- Aufgabenstellung
Geben Sie an, wie viele Zeilen des folgenden Materials die Zeichenfolge „gray“ enthalten. Antworten Sie nur mit der Zahl.

Datenzeilen
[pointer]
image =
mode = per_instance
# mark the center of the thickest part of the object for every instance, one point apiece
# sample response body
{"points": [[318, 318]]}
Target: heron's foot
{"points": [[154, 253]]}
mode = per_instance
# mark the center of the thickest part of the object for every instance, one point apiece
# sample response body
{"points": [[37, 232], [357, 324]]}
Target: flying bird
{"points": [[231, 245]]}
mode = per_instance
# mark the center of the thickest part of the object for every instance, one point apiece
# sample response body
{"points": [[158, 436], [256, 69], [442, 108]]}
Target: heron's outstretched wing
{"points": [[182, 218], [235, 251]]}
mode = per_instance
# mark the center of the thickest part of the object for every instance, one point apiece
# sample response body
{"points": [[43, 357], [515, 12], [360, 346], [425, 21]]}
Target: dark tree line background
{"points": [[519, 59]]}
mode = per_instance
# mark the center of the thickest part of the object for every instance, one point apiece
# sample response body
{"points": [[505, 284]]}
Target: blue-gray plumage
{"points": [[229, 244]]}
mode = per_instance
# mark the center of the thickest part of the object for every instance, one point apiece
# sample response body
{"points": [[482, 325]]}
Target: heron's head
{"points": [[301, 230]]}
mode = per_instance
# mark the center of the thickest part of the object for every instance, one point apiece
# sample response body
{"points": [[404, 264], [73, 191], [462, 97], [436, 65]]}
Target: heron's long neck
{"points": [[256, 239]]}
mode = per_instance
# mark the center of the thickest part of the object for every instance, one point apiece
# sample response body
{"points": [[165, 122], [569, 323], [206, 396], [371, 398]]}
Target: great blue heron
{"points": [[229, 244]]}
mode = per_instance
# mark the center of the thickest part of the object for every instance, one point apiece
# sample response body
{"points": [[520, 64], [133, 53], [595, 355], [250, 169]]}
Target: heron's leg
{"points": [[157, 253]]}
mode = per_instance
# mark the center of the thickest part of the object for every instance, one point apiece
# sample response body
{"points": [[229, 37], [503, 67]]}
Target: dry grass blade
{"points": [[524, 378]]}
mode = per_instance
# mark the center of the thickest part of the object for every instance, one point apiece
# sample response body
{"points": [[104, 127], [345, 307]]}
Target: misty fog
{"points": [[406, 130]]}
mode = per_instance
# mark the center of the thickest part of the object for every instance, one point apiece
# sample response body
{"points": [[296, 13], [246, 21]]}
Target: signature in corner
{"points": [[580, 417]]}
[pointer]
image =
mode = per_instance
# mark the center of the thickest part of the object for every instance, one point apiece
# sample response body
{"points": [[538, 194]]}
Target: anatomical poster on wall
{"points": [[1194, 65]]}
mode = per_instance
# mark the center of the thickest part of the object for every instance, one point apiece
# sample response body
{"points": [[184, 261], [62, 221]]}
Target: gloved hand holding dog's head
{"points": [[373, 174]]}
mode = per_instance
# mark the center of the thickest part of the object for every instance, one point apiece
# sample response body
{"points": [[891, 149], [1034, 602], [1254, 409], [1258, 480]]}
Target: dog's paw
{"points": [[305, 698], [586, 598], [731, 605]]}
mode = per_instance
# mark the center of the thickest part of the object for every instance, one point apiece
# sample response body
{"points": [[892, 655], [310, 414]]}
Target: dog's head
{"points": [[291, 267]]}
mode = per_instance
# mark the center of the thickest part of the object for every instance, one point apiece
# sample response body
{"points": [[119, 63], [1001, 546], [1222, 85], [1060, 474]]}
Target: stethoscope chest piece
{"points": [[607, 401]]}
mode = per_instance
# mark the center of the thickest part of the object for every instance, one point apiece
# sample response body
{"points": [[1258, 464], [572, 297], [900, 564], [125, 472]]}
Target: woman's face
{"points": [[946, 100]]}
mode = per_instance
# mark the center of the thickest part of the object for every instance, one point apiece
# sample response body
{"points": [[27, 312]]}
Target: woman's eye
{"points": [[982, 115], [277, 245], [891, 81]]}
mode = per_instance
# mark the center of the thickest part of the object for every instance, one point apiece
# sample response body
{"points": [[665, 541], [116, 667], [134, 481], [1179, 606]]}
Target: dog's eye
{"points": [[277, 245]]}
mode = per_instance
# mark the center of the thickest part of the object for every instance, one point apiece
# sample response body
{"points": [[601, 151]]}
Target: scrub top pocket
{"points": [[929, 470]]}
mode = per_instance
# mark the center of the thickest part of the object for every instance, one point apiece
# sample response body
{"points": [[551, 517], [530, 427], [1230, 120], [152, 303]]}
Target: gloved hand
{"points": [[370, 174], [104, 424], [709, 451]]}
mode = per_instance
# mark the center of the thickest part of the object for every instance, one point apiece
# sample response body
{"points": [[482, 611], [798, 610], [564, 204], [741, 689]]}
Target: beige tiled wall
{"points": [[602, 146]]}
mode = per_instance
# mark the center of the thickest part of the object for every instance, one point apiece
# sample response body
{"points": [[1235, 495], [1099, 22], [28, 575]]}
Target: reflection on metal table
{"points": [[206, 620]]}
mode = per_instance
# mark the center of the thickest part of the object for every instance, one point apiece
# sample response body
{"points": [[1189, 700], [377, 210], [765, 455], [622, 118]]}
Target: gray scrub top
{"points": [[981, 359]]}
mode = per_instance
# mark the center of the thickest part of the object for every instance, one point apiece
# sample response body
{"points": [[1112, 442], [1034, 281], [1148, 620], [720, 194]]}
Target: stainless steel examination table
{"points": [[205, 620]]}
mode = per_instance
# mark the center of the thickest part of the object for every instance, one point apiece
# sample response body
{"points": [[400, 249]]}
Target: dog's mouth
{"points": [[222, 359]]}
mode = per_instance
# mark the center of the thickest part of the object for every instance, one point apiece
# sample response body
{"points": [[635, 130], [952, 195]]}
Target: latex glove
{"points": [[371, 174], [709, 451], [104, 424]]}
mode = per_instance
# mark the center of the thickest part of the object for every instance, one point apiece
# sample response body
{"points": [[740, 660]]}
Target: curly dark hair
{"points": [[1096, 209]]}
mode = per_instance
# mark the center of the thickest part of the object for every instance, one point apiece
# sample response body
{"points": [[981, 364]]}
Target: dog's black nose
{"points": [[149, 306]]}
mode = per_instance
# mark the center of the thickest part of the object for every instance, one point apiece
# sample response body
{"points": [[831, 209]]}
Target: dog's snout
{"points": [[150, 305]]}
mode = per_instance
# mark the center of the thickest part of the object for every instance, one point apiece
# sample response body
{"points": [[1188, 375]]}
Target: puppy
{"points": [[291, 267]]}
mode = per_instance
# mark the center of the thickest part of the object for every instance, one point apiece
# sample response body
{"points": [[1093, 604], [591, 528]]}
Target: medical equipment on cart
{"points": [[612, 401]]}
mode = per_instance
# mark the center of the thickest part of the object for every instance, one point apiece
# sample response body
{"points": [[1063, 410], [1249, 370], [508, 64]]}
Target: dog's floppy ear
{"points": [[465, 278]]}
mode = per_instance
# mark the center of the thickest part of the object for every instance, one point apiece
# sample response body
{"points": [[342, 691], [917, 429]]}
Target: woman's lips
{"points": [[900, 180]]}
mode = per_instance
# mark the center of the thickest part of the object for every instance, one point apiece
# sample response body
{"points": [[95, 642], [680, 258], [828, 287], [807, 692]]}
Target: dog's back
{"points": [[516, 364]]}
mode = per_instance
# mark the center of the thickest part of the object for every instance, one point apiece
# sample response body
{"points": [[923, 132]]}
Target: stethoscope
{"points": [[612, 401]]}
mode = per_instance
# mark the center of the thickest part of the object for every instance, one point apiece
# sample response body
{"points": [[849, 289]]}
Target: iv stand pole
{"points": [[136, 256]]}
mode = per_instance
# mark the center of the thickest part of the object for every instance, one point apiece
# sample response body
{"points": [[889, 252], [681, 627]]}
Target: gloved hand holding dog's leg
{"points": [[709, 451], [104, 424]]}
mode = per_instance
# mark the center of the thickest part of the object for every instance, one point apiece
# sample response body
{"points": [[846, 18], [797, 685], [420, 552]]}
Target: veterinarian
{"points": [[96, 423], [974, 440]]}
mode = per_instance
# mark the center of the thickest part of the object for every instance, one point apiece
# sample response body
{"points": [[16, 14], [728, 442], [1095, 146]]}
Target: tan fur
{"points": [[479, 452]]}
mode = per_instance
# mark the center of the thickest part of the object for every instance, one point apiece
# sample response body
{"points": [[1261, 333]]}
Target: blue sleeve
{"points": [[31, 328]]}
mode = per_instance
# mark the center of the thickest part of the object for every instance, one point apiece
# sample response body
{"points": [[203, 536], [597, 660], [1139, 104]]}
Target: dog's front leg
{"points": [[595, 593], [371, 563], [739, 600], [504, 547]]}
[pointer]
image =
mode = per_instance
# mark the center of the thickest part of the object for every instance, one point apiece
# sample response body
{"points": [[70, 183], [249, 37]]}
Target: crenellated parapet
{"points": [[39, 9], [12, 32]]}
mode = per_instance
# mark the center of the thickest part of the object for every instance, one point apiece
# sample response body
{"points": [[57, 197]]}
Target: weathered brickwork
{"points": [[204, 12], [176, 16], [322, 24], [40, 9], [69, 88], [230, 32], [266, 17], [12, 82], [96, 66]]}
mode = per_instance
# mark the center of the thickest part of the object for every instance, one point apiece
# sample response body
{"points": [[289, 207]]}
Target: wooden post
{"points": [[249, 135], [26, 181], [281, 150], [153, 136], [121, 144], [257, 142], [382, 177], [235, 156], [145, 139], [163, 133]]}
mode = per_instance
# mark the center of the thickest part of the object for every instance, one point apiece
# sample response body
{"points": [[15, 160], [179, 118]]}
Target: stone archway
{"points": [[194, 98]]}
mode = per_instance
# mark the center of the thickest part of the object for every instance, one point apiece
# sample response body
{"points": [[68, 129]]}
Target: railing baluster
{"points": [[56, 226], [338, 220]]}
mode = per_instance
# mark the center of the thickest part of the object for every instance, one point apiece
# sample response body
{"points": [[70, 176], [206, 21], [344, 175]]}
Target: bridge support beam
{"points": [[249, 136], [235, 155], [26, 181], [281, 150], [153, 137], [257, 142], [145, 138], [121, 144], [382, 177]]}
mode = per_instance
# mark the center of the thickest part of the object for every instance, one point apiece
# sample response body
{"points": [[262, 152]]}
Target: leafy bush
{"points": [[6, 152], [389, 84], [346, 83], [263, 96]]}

- Vollständige Lösung
2